TO DO:
Below are some records; find each line that carries the word "cactus" and copy it.

(Items from a dataset)
- - -
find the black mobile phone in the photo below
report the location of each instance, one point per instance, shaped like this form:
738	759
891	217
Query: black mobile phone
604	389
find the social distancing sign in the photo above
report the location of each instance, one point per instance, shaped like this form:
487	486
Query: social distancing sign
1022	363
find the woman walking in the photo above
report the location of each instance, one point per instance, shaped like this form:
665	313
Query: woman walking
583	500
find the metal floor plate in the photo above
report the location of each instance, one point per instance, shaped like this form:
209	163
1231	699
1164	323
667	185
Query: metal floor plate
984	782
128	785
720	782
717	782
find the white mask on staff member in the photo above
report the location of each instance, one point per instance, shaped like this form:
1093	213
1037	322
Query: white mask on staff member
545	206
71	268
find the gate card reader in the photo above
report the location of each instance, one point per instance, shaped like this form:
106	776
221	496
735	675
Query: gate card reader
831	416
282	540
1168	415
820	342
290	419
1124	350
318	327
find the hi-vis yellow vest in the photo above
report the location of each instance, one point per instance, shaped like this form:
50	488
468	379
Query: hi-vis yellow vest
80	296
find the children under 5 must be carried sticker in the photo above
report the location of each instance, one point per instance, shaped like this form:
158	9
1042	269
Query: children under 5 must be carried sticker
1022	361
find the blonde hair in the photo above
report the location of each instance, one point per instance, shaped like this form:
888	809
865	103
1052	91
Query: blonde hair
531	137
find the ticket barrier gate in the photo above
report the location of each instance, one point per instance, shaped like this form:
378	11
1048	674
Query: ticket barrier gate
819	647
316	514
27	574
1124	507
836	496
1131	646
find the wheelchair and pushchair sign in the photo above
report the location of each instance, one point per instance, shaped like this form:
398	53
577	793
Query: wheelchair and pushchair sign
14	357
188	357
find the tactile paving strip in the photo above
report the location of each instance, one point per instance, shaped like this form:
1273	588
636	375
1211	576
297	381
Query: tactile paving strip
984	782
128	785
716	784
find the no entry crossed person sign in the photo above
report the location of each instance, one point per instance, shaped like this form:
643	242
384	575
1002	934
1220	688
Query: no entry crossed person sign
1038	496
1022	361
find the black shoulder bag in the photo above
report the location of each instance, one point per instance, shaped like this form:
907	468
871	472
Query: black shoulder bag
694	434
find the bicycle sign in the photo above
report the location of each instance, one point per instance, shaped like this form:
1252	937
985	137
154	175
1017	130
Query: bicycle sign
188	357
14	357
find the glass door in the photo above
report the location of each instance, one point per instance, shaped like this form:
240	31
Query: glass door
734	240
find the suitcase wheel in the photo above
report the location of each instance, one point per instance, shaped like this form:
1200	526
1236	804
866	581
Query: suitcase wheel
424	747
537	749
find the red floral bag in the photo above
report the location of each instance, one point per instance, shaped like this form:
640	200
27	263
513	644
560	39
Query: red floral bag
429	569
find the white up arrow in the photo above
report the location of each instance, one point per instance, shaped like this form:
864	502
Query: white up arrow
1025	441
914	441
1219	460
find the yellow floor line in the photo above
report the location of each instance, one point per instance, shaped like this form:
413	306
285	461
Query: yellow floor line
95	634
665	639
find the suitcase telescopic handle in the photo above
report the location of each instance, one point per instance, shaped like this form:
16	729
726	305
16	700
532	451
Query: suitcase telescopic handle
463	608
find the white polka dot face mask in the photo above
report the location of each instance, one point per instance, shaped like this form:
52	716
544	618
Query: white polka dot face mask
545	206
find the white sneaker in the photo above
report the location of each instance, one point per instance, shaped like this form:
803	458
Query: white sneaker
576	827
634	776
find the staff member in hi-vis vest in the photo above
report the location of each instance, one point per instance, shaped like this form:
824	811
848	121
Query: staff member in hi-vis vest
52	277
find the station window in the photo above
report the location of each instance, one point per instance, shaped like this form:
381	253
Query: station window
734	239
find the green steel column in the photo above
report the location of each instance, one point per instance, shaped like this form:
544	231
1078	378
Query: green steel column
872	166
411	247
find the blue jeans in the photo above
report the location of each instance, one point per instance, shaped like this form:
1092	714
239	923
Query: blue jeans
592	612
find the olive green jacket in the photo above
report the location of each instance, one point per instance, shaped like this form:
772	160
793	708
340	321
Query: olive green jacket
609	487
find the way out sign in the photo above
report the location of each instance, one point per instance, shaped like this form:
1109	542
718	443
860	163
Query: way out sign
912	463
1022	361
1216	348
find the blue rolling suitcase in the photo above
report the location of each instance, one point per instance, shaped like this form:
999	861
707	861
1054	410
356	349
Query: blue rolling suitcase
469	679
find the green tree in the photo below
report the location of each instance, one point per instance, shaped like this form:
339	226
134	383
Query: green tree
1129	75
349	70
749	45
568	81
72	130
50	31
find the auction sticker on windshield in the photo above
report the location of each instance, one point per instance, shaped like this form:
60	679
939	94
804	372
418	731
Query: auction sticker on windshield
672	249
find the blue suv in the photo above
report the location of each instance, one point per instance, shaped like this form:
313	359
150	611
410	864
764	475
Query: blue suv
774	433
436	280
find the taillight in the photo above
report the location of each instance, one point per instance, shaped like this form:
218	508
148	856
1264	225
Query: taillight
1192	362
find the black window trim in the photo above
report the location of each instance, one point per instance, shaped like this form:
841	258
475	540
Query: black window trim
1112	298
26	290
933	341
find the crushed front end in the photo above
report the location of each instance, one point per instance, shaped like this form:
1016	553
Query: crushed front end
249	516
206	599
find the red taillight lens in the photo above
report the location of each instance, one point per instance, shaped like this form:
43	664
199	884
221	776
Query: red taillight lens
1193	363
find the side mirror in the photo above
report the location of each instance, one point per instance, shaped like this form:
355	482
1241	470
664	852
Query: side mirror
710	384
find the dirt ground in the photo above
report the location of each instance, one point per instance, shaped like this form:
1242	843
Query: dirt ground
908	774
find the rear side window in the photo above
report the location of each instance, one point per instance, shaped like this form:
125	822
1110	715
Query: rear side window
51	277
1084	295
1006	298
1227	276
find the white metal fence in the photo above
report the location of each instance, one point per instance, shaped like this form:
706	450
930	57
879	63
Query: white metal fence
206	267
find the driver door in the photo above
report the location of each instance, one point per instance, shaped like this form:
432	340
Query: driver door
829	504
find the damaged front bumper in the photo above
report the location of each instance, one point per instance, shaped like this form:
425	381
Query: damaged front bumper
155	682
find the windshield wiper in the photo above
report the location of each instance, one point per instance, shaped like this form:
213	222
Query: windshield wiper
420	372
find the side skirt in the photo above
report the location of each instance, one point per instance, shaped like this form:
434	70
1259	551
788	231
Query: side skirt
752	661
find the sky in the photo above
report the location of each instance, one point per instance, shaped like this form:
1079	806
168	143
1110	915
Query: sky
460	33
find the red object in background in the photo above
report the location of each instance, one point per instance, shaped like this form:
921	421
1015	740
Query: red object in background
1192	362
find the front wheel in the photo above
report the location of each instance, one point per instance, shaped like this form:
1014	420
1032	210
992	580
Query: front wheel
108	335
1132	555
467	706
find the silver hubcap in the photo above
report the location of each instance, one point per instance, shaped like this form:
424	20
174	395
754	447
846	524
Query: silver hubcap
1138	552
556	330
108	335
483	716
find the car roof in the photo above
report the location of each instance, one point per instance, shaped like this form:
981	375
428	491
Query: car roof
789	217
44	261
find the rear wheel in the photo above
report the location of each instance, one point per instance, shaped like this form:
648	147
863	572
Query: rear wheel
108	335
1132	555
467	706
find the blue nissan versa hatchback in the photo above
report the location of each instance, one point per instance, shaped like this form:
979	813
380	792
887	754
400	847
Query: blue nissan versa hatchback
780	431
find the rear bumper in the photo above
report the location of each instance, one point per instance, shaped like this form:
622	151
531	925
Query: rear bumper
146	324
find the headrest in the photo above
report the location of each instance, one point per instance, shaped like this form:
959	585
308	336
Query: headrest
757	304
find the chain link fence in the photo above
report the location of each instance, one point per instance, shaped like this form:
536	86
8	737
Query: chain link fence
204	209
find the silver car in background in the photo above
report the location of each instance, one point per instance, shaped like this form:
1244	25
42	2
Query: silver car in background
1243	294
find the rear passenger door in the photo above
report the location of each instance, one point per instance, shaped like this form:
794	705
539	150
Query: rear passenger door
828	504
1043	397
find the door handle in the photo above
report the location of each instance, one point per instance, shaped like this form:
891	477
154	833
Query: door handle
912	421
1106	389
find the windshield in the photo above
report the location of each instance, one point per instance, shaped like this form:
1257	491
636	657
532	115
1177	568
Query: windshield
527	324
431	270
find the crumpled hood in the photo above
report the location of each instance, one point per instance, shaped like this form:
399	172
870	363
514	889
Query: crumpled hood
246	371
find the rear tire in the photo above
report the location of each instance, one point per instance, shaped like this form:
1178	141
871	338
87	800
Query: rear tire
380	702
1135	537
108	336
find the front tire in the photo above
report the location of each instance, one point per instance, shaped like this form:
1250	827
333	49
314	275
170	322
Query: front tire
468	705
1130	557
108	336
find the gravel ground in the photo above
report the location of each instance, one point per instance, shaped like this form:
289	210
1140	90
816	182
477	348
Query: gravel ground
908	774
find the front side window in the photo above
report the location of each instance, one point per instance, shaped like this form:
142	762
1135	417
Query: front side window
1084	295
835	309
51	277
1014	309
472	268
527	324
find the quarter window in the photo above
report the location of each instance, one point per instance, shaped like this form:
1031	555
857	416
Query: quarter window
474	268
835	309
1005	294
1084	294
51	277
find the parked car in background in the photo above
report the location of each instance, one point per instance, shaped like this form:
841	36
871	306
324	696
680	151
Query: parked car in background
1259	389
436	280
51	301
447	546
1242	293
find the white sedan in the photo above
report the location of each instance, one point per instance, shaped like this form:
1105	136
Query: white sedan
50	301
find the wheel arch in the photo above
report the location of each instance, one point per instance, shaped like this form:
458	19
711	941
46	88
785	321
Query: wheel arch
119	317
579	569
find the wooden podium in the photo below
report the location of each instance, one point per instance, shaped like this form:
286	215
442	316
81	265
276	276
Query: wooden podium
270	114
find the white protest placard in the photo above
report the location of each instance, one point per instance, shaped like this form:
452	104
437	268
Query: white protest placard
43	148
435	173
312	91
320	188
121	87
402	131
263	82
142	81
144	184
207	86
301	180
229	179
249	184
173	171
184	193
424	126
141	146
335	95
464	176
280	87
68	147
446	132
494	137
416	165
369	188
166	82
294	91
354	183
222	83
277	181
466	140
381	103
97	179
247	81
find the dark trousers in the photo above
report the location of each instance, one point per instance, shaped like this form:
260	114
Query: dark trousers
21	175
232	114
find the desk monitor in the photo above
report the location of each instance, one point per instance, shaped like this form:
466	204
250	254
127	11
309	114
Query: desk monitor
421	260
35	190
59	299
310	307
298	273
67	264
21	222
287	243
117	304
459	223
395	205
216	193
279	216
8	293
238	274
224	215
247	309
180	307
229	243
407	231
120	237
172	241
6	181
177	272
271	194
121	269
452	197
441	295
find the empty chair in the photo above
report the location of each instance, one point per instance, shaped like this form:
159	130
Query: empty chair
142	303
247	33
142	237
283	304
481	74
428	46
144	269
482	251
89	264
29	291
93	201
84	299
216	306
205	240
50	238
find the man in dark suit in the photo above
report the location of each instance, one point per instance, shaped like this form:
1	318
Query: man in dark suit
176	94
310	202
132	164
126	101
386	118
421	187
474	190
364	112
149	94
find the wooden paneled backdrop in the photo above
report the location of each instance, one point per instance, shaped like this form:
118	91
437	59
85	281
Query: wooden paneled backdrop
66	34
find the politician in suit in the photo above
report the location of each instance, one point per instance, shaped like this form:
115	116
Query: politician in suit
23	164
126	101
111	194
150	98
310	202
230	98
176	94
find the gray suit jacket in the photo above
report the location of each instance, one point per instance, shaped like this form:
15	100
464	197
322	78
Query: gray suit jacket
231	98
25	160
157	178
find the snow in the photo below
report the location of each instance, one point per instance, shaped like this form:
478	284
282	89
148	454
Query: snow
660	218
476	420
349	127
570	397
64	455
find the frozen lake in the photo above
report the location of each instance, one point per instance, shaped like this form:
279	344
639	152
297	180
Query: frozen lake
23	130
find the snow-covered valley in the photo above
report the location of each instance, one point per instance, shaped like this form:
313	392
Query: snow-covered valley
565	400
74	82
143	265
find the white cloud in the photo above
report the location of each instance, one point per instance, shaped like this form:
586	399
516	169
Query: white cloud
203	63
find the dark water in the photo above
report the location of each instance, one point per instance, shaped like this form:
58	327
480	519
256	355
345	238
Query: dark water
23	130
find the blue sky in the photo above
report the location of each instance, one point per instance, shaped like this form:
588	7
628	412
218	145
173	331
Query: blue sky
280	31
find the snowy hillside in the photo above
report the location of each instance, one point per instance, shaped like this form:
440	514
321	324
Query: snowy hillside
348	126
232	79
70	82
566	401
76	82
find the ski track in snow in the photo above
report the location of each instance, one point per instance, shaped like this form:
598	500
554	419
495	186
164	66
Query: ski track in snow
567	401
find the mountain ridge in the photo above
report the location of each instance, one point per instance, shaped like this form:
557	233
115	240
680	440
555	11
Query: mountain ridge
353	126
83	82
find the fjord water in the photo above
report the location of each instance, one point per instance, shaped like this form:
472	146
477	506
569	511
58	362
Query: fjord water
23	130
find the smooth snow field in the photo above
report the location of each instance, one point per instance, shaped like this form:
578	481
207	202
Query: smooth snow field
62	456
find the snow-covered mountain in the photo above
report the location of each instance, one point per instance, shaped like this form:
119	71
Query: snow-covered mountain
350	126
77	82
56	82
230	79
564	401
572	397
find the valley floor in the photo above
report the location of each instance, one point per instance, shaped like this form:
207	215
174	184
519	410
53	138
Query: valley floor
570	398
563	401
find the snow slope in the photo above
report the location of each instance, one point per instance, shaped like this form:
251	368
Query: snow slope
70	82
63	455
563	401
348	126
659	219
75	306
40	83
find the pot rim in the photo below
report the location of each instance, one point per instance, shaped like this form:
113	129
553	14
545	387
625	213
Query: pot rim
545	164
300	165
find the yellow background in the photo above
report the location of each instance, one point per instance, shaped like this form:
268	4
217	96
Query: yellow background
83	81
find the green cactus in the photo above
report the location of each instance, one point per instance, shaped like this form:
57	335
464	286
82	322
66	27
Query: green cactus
- - -
TASK SOLUTION:
find the green cactus in the photo above
Query: green cactus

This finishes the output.